#### [Given exercise]
Scale the answer coordinates in the entries between the lines holding "Exercise. Put one point on each instance of the white draped" and "Target: grass field", inclusive. Write out every line in that span again, multiplying each answer coordinate by 2.5 and rounding to a whole number, halves up, and leave all other text and numbers as they are.

#### [Data entries]

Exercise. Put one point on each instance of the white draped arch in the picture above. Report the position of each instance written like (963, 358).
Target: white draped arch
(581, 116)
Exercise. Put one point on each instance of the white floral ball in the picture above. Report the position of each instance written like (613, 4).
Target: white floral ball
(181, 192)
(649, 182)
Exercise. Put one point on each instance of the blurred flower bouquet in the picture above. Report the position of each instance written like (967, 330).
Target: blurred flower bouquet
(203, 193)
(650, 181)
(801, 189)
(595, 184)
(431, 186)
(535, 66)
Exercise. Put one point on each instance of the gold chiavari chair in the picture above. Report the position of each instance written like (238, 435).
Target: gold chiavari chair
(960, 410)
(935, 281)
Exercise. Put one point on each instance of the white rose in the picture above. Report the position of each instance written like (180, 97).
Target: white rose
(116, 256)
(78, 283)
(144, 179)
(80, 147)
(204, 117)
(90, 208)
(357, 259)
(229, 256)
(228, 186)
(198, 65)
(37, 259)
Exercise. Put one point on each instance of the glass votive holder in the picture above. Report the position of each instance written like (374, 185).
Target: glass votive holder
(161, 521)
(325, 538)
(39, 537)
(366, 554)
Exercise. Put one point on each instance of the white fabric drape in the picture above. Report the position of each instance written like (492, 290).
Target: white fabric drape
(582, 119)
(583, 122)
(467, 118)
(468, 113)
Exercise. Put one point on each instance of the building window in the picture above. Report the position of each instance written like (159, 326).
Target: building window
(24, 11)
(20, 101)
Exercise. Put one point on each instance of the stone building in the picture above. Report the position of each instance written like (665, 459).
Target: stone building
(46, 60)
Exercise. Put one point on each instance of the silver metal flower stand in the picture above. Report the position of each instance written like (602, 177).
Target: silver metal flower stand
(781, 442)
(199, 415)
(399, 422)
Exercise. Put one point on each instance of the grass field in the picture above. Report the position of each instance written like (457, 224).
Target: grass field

* * *

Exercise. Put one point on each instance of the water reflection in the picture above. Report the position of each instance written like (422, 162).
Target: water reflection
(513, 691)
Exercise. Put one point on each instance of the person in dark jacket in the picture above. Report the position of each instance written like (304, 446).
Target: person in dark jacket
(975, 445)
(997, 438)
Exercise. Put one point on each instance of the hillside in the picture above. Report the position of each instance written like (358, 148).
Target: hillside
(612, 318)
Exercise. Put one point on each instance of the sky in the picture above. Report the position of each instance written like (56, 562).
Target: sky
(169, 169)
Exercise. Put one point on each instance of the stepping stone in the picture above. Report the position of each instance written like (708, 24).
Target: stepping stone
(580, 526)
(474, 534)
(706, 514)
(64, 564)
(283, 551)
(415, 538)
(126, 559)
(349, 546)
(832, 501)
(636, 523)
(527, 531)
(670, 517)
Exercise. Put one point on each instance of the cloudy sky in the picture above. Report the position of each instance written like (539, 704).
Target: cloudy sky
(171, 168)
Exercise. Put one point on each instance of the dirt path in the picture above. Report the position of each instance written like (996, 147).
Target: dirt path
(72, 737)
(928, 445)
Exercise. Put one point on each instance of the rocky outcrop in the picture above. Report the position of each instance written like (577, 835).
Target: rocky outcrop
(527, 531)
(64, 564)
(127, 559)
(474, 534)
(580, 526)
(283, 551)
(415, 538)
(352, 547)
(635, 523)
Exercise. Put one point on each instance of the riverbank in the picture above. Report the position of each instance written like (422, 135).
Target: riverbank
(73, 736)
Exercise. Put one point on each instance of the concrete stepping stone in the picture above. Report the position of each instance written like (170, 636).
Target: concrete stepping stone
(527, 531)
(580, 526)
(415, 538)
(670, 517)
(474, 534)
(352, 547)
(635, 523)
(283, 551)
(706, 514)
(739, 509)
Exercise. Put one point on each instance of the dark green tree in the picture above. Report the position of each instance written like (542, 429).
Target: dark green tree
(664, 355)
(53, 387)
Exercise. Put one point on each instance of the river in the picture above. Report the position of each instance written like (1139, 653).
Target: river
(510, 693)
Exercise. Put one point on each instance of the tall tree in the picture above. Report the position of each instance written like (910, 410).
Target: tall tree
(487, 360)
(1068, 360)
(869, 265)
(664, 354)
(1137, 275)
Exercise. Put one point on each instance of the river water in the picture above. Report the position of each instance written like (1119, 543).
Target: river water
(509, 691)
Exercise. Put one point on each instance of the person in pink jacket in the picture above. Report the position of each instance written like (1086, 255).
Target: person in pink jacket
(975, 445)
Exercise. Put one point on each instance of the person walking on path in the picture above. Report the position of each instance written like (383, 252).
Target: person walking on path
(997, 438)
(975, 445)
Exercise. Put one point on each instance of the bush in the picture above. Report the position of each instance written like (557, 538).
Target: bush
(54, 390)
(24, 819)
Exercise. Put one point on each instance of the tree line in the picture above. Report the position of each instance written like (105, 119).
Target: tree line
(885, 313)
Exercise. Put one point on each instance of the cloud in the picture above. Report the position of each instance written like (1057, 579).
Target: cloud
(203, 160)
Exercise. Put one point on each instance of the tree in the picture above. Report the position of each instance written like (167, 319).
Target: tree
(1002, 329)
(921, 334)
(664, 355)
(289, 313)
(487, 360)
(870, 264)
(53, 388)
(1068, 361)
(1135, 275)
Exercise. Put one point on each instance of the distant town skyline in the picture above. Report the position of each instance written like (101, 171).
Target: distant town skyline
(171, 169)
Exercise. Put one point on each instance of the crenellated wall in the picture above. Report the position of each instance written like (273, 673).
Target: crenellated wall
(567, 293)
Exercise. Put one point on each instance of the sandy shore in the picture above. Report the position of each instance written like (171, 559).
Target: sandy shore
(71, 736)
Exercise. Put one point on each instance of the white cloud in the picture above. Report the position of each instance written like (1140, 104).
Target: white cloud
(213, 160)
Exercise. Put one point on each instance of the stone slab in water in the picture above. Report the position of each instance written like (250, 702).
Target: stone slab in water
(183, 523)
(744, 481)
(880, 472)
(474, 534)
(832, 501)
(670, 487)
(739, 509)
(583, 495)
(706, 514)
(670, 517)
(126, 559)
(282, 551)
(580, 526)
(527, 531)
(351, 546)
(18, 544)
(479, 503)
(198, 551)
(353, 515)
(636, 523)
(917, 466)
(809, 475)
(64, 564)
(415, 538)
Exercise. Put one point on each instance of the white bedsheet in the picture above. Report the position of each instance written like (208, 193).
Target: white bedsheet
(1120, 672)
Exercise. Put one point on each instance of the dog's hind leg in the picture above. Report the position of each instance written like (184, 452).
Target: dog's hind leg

...

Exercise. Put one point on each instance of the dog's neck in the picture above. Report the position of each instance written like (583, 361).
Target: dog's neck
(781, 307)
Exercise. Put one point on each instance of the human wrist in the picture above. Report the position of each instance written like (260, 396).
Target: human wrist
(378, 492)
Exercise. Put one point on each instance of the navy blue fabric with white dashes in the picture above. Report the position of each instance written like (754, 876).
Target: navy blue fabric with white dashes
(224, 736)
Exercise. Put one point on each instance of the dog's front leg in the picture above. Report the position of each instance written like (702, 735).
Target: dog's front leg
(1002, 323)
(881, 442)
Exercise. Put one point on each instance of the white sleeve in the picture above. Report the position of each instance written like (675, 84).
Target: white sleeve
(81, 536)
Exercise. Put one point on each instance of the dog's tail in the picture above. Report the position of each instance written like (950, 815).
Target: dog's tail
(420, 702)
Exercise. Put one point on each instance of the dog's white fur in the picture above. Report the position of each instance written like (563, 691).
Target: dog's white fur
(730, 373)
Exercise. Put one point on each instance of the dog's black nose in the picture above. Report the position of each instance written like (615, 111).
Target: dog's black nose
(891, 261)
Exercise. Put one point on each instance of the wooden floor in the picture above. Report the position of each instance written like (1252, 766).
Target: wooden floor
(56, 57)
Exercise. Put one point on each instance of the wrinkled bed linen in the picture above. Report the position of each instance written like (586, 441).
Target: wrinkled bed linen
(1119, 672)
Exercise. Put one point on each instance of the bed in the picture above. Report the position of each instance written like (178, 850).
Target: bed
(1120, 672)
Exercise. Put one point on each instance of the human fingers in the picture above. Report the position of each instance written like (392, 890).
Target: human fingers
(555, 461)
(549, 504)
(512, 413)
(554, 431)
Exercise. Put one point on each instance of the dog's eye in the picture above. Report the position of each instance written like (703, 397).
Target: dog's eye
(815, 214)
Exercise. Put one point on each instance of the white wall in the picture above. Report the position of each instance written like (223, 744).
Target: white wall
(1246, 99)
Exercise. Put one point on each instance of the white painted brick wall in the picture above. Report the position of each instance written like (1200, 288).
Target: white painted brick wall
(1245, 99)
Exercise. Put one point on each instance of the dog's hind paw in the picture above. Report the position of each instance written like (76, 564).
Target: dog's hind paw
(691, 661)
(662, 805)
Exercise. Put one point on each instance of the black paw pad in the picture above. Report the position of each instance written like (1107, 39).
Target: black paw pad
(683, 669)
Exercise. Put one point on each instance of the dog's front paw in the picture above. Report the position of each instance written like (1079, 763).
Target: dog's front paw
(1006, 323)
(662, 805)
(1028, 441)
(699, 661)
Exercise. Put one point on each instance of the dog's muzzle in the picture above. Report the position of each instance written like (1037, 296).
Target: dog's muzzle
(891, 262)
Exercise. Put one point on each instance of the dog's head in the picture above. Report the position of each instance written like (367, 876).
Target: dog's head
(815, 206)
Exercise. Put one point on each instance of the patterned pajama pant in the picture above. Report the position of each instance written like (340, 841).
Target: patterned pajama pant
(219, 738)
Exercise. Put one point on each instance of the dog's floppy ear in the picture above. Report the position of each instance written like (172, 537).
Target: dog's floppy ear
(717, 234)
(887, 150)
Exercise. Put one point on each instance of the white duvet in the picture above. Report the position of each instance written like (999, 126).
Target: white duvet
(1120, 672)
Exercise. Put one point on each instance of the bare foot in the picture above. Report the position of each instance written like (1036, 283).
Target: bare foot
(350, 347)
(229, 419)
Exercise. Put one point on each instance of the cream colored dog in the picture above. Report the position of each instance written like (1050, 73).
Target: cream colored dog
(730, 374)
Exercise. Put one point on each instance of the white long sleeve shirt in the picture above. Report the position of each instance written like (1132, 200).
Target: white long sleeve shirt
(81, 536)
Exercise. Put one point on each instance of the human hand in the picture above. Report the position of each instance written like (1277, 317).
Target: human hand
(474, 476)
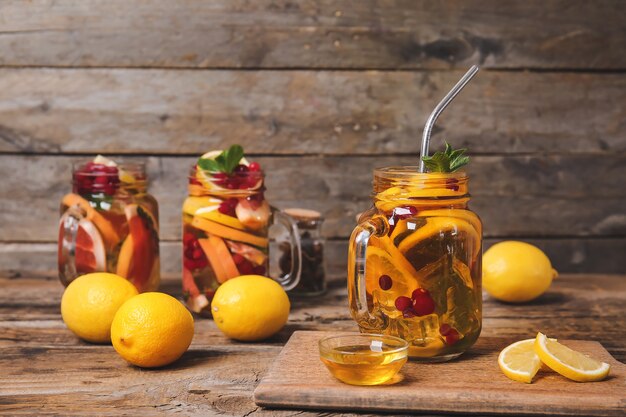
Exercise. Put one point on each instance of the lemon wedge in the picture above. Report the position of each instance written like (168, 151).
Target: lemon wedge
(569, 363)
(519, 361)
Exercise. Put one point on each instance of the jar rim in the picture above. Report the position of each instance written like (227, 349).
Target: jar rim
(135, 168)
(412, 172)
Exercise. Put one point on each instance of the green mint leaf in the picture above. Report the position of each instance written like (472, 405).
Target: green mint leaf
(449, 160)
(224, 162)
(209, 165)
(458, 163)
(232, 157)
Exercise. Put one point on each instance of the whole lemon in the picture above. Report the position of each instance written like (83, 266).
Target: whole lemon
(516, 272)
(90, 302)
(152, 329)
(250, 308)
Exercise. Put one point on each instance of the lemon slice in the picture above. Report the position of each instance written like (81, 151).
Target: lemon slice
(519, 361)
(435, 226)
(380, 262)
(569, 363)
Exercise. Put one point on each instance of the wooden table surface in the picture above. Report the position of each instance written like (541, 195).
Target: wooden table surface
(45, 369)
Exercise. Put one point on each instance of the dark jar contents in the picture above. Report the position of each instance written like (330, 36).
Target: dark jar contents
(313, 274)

#### [Answer to this task]
Exercise. Put one point on each instance of the white draped arch in the picture above. Report the position of each instance written like (963, 358).
Target: white draped arch
(1453, 290)
Exercise. Put one point on each instance of the white floral ball in the picture above. Report the position of each instance written like (613, 4).
Target: white floral ball
(453, 480)
(1623, 455)
Exercise. Put one point on each instance of the blurred flower bouquet in the picture above. Report the position of each instance written like (967, 330).
Target: blurred flower bouquet
(508, 483)
(1625, 453)
(2003, 473)
(1488, 460)
(1078, 465)
(1338, 165)
Exercise. Put one point on each instance of the gold chiavari chair in the picture above. Report the position of each instance written like (238, 435).
Target: gold chiavari chair
(2400, 1025)
(2338, 703)
Exercise. Put one point on each instance of the white rose in the picture above. Report the position of each instance written like (180, 97).
Target: white rose
(290, 640)
(195, 708)
(360, 448)
(200, 368)
(510, 293)
(225, 520)
(893, 648)
(573, 640)
(570, 465)
(495, 163)
(93, 648)
Exercise. Put one point on each instance of the glass votive holder in the picture above. Report the position of each instance written like (374, 185).
Target: glass votive holder
(403, 1303)
(813, 1345)
(98, 1343)
(915, 1385)
Exercise. Put one point on each instance of the white fabric drape in the picture above. Report the position of each instance written like (492, 290).
Target: white fabric drape
(1455, 298)
(1458, 305)
(1168, 295)
(1170, 283)
Exercise. Put one point on each instance of the building window in the picture above. Report the position of each instance written like (159, 326).
Target: building window
(60, 28)
(50, 253)
Exercise. Put one point on each instance of the stone building in the picture above. Report the position of each instance written like (665, 459).
Target: stone building
(115, 150)
Exercise. Put one point on each instance of the silver metal flower stand in the picture above. Report the position of each instance written like (602, 177).
Target: silver metal flower stand
(1953, 1105)
(498, 1038)
(998, 1055)
Exercise. Put one point on each instance of the grass field in the picture above. Report the position of each instance written like (457, 224).
Target: grass field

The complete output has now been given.